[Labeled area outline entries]
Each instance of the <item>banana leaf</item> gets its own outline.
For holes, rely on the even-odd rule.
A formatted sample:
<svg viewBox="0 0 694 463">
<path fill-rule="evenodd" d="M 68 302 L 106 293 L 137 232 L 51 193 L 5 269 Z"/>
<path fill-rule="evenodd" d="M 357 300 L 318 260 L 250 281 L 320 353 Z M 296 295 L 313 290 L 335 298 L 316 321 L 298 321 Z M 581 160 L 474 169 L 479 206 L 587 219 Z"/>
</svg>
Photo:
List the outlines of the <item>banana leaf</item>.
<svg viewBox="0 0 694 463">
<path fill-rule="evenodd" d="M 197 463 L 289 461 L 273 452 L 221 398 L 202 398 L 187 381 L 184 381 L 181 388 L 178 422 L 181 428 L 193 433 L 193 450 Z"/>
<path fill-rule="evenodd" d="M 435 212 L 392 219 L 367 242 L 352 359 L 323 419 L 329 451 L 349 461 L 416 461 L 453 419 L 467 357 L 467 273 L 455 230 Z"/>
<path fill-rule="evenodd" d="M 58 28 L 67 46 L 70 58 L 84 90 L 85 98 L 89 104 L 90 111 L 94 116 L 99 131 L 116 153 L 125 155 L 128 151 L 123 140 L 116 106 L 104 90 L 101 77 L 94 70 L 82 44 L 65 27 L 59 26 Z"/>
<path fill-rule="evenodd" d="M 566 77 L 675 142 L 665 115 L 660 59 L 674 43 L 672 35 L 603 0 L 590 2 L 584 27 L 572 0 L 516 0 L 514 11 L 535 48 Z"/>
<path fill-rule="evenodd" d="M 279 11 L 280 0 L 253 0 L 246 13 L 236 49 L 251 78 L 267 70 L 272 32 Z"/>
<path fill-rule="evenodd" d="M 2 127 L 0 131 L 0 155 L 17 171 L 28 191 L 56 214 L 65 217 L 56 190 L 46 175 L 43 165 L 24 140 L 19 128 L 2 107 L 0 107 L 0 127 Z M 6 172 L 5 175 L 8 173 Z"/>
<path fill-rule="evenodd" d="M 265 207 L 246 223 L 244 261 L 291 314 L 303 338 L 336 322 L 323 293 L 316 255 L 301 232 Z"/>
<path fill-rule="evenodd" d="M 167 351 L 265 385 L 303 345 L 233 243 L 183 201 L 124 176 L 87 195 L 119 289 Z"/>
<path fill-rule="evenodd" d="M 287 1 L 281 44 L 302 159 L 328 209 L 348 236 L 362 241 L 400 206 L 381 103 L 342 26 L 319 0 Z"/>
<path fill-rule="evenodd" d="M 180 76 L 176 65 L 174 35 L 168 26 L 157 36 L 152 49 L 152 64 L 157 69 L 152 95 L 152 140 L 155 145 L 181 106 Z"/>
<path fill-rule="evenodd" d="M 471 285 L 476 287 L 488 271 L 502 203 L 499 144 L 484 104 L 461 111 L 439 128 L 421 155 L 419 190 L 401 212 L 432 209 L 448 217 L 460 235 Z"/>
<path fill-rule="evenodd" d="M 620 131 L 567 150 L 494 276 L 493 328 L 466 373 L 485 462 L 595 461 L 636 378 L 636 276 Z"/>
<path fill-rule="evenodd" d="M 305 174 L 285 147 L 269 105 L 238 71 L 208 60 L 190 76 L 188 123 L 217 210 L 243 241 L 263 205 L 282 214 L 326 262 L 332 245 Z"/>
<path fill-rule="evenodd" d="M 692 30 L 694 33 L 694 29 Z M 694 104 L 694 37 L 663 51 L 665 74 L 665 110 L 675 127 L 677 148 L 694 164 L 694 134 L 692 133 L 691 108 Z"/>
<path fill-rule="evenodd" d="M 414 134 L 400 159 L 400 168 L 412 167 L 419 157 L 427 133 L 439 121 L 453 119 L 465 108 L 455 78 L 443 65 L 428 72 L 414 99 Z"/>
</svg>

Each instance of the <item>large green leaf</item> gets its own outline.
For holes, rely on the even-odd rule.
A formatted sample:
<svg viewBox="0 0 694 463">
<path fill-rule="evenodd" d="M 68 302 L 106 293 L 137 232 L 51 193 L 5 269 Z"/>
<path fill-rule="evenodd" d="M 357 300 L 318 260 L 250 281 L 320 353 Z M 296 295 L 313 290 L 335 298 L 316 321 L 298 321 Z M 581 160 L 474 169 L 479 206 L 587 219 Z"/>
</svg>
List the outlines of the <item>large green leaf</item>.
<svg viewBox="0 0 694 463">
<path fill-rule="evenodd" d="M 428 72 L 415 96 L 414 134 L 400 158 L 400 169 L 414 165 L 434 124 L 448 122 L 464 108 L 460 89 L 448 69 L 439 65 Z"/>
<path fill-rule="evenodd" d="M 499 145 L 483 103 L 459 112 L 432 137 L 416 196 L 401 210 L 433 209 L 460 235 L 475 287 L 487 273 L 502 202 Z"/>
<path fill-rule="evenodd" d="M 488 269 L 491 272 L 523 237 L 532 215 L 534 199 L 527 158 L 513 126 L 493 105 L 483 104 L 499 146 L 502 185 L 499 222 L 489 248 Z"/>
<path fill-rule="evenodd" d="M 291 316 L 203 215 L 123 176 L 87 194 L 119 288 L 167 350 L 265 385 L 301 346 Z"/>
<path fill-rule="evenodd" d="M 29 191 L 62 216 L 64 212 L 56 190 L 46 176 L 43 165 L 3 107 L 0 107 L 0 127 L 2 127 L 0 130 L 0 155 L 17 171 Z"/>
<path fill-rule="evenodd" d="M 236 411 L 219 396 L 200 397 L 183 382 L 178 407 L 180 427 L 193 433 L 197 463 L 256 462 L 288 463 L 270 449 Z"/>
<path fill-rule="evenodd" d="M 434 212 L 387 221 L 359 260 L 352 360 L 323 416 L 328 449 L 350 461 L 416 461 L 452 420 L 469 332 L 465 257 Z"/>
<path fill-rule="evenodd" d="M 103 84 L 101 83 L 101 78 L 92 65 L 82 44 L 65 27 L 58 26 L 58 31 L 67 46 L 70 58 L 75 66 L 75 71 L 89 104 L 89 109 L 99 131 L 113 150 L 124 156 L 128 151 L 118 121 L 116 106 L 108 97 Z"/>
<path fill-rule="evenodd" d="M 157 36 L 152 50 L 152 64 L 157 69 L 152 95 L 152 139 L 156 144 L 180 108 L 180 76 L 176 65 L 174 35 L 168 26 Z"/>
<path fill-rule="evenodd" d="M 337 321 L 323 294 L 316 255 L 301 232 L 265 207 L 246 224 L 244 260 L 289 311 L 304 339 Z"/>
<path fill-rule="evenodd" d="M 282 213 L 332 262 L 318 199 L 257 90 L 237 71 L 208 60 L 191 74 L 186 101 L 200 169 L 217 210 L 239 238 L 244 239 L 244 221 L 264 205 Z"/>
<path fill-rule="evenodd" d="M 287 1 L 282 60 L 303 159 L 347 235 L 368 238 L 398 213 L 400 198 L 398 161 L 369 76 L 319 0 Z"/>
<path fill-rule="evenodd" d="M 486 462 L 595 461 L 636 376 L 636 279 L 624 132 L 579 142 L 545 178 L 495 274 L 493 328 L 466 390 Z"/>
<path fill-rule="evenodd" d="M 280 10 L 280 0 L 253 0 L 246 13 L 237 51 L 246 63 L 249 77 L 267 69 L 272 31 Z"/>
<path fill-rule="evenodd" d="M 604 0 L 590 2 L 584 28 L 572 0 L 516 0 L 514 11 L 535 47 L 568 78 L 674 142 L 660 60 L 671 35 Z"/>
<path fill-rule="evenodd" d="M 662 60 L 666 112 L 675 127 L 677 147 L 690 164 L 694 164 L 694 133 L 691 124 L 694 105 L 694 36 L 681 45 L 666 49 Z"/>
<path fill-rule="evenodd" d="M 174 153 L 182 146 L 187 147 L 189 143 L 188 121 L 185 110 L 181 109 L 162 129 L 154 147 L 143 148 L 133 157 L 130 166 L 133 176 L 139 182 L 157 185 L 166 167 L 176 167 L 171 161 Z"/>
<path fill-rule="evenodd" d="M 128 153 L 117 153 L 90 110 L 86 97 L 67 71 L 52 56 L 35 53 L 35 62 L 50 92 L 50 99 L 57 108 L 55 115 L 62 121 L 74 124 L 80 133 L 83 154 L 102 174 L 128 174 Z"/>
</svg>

* **WORK TO DO**
Print the entries word for word, starting from their first line and ending with the line that contains "197 463 L 289", including both of those lines.

* **CORRECT RESPONSE**
Each instance of the <item>banana leaf</item> gets its own outline.
For holes, rely on the even-odd rule.
A formatted sample:
<svg viewBox="0 0 694 463">
<path fill-rule="evenodd" d="M 68 302 L 106 293 L 137 232 L 51 193 L 5 269 Z"/>
<path fill-rule="evenodd" d="M 357 300 L 318 260 L 250 281 L 320 353 Z M 296 295 L 313 290 L 335 298 L 316 321 L 298 321 Z M 581 160 L 474 169 L 479 206 L 587 219 Z"/>
</svg>
Photo:
List the outlines of the <item>banana leaf</item>.
<svg viewBox="0 0 694 463">
<path fill-rule="evenodd" d="M 197 463 L 289 461 L 273 452 L 221 398 L 202 398 L 187 381 L 184 381 L 181 388 L 178 422 L 181 428 L 193 433 L 193 450 Z"/>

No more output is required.